**What is required**. Transcribe the listing below only from the line with "TARGET = metal flagpole" up to and including the line with "TARGET = reflection on water".

**Entries supplied**.
::::
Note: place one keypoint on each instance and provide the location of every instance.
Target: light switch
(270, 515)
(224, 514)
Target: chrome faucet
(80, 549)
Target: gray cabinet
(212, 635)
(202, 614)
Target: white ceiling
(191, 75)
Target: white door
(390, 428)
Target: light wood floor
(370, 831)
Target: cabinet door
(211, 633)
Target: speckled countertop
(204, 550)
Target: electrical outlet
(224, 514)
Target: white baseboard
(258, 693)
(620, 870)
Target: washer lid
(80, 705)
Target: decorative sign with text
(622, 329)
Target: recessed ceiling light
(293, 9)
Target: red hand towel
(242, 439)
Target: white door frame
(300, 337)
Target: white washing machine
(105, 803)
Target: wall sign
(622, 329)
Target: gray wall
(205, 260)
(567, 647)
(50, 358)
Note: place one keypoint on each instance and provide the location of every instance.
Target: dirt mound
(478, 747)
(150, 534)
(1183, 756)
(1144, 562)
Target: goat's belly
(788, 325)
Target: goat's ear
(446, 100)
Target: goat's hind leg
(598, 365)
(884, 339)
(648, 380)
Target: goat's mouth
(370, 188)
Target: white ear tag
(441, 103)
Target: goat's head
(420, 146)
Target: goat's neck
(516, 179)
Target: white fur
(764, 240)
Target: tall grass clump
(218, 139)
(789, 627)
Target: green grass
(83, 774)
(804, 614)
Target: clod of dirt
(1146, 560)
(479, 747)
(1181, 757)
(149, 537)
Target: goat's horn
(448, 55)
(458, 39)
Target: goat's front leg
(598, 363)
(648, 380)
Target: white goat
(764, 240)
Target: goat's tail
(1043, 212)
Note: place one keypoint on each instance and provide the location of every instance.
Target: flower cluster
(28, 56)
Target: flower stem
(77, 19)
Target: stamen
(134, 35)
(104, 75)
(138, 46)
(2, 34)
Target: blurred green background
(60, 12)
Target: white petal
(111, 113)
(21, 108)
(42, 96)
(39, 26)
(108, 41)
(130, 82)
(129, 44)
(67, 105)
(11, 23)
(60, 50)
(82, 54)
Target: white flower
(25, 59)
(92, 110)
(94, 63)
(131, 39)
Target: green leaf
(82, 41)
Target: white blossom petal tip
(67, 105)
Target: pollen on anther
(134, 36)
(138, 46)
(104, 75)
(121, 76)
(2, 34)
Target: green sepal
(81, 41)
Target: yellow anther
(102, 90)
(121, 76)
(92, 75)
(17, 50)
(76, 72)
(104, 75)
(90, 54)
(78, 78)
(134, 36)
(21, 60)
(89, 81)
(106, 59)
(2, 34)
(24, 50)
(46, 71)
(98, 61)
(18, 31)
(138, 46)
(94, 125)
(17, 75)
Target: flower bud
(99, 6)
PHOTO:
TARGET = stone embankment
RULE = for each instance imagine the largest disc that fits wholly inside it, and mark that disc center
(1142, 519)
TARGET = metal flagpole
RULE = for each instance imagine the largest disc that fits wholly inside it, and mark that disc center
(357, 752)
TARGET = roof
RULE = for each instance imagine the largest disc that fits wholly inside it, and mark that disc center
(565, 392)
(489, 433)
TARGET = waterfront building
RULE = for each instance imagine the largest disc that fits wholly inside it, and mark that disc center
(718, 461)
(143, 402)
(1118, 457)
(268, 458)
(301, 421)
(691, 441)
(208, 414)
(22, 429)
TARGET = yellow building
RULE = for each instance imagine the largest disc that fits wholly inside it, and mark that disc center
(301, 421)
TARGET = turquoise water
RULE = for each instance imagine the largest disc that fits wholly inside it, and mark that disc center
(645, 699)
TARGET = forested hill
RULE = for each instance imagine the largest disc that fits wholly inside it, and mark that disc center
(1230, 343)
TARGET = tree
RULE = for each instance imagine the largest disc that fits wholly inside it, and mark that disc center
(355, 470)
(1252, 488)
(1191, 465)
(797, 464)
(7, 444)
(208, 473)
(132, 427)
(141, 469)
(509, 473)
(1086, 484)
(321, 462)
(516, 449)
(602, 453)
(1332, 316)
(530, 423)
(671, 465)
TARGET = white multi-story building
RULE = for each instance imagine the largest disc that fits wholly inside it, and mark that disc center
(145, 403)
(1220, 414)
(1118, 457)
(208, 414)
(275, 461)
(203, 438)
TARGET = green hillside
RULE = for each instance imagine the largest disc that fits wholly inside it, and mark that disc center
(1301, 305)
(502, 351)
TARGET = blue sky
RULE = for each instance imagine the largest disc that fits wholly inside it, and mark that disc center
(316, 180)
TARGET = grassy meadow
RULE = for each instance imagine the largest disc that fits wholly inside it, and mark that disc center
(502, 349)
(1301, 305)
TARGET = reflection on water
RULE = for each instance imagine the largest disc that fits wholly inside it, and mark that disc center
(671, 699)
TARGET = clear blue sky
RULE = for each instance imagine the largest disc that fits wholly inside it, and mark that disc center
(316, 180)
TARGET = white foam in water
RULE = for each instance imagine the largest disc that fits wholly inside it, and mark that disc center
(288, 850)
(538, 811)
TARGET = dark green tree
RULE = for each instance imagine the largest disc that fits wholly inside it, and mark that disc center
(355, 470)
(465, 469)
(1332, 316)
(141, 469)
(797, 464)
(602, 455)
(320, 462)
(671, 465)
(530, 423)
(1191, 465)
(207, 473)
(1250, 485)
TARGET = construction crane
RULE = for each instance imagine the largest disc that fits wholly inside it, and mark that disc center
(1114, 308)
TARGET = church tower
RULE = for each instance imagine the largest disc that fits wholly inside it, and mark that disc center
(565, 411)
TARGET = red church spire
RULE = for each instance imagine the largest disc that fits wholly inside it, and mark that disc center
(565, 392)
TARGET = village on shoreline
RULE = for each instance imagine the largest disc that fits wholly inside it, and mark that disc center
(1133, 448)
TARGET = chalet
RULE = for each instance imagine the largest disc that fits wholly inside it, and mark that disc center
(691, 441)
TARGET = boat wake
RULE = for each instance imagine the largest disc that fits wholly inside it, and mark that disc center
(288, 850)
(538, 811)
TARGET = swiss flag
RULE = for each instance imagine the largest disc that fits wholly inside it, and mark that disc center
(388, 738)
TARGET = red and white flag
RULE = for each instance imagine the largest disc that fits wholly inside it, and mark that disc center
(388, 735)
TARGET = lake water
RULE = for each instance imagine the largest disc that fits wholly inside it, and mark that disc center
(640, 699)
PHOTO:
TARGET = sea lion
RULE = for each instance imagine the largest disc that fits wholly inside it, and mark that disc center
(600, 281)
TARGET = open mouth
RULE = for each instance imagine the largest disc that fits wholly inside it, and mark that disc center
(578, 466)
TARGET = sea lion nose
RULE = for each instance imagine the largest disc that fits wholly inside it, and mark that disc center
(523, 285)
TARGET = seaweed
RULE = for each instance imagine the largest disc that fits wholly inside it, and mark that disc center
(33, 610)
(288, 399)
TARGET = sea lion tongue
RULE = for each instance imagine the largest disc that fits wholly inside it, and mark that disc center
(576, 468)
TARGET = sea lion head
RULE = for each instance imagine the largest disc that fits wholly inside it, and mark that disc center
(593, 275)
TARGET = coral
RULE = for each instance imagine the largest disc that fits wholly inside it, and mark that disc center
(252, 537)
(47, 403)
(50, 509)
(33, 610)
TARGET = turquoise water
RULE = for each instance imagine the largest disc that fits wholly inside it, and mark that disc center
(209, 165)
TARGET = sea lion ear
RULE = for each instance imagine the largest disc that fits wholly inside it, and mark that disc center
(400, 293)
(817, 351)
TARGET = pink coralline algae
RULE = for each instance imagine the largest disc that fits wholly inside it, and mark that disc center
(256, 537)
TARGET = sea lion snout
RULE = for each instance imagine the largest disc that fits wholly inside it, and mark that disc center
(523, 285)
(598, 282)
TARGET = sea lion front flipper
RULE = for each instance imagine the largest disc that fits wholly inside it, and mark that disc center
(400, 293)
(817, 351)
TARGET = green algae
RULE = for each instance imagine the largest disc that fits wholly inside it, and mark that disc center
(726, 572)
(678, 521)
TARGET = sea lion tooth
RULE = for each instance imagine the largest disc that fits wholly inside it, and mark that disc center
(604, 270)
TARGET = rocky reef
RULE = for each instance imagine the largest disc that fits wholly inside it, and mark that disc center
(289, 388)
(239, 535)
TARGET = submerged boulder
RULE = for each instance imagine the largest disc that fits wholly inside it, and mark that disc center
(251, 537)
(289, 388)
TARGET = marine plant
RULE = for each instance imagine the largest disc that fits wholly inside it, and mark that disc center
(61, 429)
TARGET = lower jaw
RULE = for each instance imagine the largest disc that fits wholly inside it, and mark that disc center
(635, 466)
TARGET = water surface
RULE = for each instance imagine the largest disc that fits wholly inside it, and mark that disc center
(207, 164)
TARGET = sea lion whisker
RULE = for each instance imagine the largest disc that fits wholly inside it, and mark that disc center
::::
**The completed task**.
TARGET = metal flagpole
RULE = for each instance imagine the largest disc that fits wholly inside it, and mark that disc center
(357, 752)
TARGET = roof
RULE = for each instance imagine the largest disc that fits wholly inside it, and mark that disc center
(565, 392)
(489, 433)
TARGET = waterfront building
RULE = for each instance imagine the largest disc that fits wholly inside it, and mark that disc center
(718, 461)
(143, 402)
(1118, 457)
(268, 458)
(301, 421)
(691, 441)
(208, 414)
(22, 429)
TARGET = yellow building
RULE = for each instance imagine the largest disc that fits wholly inside it, and mark that disc center
(301, 421)
TARGET = turquoise water
RULE = for each instance imagine the largest disc that fits wholly inside it, and mark that disc center
(645, 699)
TARGET = forested hill
RULE = for each instance imagine the largest disc that fits wholly inside it, and mark that disc center
(1230, 343)
TARGET = tree
RULE = for each instance imagine the largest disc that fits wholly inside it, and mark that disc center
(355, 470)
(1252, 488)
(1191, 465)
(797, 464)
(7, 444)
(208, 473)
(132, 427)
(141, 469)
(509, 473)
(1086, 484)
(321, 462)
(516, 449)
(602, 453)
(1332, 316)
(530, 423)
(671, 465)
TARGET = white multi-story building
RULE = for each instance imagine the largest disc that fits wholly inside it, and mark that disc center
(145, 403)
(1220, 414)
(1118, 457)
(208, 414)
(275, 461)
(203, 438)
TARGET = green hillside
RULE = for each instance imagine the largest disc that fits wholly inside it, and mark that disc center
(1301, 305)
(502, 351)
TARGET = blue sky
RULE = for each instance imagine the largest disc that fits wholly inside it, and mark that disc center
(316, 180)
TARGET = grassy meadow
RULE = for each instance imagine the largest disc that fits wholly inside it, and mark that disc center
(502, 349)
(1301, 305)
TARGET = reflection on water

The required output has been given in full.